* _Given data_:

▼

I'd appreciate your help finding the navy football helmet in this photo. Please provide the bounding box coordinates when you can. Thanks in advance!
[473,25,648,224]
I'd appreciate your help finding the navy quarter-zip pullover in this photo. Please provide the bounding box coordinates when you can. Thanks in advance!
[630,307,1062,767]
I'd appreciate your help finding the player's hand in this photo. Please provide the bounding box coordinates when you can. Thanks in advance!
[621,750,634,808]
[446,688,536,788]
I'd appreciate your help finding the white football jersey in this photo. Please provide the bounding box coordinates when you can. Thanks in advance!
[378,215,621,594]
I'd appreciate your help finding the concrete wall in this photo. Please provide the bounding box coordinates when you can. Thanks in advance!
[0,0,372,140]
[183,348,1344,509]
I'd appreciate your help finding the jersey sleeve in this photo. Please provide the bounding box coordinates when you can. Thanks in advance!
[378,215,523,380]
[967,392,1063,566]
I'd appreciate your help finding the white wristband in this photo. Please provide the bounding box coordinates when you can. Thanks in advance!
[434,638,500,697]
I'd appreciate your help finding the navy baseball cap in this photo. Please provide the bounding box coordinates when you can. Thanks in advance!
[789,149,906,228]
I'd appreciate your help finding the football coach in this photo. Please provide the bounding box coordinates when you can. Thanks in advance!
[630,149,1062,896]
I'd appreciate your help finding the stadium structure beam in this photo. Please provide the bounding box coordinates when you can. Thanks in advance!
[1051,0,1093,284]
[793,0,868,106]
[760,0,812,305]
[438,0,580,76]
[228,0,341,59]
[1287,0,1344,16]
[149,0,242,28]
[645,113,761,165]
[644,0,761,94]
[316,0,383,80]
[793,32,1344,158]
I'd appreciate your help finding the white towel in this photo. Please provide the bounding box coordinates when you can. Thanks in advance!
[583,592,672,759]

▲

* _Instructions for the task_: Gather every row above that contains the word "navy", and copy each of those rows out in full.

* _Task response_:
I'd appreciate your help finding the navy football helmet in this photo. Please provide the bounding box coordinates when you can. Thanks in advance!
I'd appreciate your help finding the navy quarter-zip pullover in this photo. Please provide the bounding box coordinates when you can. Thanks in advance!
I'd appreciate your help finding the navy baseball cap in this photo. Please provide the bounding box coordinates when you can. Thanks in advance!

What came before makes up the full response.